━━━━━ Exercise input ━━━━━

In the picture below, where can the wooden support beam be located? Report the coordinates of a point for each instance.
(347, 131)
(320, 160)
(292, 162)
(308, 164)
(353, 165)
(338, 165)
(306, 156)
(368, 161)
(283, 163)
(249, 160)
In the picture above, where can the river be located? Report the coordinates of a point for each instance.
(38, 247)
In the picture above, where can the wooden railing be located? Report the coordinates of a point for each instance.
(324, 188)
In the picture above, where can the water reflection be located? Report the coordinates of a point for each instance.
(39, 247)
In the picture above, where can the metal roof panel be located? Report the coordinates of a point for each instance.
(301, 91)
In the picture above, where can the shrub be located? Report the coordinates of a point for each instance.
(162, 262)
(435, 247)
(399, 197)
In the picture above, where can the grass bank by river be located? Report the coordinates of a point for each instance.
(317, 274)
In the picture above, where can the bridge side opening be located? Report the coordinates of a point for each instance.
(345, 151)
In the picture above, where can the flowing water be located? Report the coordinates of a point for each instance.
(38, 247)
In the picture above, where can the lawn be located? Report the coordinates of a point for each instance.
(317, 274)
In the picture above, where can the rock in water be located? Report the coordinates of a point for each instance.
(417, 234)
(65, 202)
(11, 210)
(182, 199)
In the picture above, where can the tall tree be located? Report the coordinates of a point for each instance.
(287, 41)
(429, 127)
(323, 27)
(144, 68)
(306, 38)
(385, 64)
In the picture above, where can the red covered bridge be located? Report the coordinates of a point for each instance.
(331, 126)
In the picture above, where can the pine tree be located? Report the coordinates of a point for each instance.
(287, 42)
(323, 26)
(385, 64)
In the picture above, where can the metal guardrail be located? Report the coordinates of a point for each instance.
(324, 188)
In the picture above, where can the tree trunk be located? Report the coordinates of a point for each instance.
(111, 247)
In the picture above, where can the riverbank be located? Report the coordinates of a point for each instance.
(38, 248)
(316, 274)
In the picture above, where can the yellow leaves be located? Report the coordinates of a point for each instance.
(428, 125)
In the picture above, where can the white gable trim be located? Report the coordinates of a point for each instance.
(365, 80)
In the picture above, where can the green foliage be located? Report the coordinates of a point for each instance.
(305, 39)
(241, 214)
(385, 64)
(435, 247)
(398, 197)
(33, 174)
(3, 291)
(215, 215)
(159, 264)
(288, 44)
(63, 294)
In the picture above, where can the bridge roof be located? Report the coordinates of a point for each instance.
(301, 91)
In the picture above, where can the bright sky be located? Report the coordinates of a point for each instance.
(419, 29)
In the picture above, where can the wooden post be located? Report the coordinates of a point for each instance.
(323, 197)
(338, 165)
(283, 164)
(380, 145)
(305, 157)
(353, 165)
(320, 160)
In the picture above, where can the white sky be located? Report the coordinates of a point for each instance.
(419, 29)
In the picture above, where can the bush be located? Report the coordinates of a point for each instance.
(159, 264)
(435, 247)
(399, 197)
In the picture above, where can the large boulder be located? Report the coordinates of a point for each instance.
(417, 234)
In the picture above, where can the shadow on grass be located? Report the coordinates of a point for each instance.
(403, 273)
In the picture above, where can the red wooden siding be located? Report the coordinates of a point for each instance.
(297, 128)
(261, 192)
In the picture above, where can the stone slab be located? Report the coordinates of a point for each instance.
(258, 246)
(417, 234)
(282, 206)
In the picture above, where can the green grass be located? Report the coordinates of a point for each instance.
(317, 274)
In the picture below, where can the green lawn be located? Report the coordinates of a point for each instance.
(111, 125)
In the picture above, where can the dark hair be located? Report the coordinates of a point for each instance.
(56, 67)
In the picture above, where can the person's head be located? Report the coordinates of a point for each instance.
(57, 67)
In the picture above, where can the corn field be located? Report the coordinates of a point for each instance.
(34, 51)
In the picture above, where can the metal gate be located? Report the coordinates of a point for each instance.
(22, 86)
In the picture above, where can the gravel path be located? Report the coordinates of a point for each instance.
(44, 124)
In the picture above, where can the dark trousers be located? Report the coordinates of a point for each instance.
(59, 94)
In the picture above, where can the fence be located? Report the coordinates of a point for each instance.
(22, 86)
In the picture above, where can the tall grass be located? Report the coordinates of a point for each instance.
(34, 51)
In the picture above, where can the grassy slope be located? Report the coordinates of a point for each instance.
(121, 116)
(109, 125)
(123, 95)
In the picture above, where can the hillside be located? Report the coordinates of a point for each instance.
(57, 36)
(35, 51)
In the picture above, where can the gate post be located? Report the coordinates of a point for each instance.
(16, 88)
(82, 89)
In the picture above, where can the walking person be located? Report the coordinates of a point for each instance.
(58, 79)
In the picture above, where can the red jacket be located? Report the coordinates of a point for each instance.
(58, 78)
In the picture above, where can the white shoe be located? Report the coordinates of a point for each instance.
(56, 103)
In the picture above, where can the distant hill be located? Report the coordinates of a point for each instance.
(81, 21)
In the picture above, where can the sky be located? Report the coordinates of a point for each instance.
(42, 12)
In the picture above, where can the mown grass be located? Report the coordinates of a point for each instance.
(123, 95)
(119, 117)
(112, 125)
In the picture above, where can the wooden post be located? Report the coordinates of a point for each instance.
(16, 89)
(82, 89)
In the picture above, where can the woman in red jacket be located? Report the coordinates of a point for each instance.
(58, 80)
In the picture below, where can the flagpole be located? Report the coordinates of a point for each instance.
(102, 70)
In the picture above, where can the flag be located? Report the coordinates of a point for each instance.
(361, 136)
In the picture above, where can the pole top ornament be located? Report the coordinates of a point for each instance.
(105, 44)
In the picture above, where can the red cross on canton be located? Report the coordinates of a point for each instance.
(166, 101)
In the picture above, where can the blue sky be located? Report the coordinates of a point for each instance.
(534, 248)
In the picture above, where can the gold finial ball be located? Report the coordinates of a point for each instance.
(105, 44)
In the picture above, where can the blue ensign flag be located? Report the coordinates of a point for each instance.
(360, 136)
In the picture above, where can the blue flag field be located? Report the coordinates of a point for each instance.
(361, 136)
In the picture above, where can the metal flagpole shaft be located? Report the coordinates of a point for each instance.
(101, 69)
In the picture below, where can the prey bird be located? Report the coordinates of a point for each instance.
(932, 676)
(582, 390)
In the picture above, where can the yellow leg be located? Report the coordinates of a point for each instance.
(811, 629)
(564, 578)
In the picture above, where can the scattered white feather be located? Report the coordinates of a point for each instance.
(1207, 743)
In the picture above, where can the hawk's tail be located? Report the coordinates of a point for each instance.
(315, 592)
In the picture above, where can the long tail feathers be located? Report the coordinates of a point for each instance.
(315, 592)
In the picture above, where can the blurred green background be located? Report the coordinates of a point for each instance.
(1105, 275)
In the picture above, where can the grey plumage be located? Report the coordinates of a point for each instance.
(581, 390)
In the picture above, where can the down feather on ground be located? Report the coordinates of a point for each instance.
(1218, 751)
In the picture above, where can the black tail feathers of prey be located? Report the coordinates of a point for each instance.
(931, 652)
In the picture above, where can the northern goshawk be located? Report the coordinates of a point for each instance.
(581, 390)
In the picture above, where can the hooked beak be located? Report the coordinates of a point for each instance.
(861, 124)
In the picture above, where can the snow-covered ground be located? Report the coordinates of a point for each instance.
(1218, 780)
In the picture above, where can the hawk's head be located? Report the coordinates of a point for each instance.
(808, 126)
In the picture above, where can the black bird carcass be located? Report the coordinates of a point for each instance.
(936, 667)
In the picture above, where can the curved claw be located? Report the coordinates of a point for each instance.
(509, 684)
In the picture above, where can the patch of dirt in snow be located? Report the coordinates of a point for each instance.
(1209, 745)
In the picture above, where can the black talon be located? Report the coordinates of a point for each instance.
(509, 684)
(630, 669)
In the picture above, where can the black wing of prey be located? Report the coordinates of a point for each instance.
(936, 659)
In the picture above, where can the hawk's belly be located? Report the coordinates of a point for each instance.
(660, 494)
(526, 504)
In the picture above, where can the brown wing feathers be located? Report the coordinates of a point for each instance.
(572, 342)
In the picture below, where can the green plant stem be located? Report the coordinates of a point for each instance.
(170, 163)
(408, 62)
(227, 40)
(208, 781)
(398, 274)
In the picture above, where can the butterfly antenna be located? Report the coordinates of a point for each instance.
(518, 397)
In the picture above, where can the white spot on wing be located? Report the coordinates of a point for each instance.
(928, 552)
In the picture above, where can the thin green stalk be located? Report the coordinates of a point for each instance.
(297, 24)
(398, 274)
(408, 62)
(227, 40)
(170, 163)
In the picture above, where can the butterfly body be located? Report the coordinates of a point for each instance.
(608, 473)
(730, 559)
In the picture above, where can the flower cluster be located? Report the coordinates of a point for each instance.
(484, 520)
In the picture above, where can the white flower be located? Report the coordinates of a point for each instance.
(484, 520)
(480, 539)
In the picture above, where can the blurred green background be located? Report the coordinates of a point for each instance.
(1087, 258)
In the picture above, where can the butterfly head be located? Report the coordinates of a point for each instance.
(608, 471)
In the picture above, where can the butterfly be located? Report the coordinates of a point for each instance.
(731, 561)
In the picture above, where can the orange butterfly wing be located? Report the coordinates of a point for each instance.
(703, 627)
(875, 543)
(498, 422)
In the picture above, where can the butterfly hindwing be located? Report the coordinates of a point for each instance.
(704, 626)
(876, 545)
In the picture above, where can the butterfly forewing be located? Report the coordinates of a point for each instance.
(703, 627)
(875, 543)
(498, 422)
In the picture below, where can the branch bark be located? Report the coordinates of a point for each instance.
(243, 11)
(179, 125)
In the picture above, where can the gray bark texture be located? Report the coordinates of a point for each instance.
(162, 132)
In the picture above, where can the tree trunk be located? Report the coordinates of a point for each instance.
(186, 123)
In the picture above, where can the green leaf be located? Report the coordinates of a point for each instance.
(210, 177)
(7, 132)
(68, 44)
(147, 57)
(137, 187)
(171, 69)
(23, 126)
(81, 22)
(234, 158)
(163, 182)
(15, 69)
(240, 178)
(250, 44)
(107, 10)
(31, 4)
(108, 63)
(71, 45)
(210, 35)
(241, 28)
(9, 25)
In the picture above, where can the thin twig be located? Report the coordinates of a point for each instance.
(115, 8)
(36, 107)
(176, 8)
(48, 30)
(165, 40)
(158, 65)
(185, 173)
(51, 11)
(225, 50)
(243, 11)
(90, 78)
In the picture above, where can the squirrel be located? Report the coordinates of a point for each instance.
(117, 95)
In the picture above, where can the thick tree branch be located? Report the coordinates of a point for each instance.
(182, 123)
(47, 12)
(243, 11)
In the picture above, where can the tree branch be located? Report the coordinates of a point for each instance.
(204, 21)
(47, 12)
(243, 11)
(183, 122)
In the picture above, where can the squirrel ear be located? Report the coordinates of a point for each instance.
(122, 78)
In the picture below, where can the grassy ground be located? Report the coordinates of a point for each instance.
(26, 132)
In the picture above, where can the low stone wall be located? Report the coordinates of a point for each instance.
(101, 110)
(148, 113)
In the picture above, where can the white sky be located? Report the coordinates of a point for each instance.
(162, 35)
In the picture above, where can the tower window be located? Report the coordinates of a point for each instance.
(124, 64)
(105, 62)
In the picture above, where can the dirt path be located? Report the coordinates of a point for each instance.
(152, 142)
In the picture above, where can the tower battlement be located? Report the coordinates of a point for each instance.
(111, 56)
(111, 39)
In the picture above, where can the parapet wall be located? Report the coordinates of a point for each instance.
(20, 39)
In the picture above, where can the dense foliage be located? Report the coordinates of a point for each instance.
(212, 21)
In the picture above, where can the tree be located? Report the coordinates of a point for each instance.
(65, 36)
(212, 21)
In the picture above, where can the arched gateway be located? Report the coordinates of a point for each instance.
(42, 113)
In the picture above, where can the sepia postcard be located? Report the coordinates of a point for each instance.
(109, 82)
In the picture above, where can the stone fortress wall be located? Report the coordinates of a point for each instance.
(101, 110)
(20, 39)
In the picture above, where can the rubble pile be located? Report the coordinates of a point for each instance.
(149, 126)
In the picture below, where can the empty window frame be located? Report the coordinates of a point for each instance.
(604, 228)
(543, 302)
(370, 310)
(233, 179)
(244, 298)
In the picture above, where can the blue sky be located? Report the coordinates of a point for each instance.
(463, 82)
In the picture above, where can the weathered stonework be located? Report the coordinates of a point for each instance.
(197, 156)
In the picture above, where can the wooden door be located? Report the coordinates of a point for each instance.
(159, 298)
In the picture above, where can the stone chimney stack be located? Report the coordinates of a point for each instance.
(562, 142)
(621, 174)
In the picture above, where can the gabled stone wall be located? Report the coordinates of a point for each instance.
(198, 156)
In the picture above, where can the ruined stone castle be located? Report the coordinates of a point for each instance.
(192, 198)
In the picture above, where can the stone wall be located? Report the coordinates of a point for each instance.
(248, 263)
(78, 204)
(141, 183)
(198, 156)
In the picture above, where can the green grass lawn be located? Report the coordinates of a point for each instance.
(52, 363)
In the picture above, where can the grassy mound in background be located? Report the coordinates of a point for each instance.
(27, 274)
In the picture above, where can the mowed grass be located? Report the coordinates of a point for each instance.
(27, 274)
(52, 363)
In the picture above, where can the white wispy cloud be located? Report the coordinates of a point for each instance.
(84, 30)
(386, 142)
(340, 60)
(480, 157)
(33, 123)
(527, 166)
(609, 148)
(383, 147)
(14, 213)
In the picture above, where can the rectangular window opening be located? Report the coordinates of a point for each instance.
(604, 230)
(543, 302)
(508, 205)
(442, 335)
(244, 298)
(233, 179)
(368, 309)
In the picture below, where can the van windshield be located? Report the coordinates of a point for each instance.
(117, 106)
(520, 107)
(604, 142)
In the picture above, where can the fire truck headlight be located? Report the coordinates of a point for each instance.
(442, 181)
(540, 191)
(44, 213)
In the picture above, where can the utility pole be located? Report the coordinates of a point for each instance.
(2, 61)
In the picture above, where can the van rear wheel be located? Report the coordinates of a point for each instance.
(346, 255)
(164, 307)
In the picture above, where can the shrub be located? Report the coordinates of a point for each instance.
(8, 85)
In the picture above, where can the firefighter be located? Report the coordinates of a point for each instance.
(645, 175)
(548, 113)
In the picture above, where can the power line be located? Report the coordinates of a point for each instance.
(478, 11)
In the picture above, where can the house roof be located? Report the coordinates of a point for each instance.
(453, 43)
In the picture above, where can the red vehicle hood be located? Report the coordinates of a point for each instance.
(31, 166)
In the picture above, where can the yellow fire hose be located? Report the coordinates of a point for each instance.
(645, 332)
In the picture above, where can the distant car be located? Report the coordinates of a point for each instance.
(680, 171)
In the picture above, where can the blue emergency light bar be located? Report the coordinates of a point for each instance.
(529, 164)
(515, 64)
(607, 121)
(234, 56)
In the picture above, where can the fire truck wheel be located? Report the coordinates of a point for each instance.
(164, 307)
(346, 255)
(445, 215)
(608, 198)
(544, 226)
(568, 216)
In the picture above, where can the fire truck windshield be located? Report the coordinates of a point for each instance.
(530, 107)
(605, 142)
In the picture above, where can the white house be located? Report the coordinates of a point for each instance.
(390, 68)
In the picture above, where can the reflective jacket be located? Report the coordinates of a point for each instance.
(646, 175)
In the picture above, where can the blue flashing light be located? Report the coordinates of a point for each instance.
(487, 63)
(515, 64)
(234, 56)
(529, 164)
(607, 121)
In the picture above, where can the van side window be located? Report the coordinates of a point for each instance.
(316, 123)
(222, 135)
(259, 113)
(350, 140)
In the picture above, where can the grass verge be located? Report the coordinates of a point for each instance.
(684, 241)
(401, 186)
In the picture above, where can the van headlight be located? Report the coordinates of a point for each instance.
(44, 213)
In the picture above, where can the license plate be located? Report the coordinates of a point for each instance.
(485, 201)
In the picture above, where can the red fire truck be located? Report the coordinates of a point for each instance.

━━━━━

What you are asked to do ▸ Give the lines of the listing from the one containing "In the picture above, where can the blue flashing" through the end of the listing, inclusive, as a numbered list with blank lines left out.

Answer for this exercise ▸
1. In the picture above, where can the blue flashing light be located? Report the coordinates of a point for each instance.
2. (487, 63)
3. (515, 64)
4. (234, 56)
5. (529, 164)
6. (607, 121)
7. In the picture above, where can the van side window be located? Report the coordinates of a point for each instance.
8. (316, 123)
9. (222, 135)
10. (259, 113)
11. (350, 140)
12. In the picture above, where can the grass verge be located? Report the coordinates of a point for each instance.
13. (684, 241)
14. (401, 186)
15. In the picture above, where can the van headlight be located? Report the coordinates of a point for each instance.
16. (44, 213)
17. In the picture above, where can the license plate be located? Report the coordinates of a point for each instance.
18. (485, 201)
19. In the picture above, where can the red fire truck be located? Report the coordinates of a point for each instance.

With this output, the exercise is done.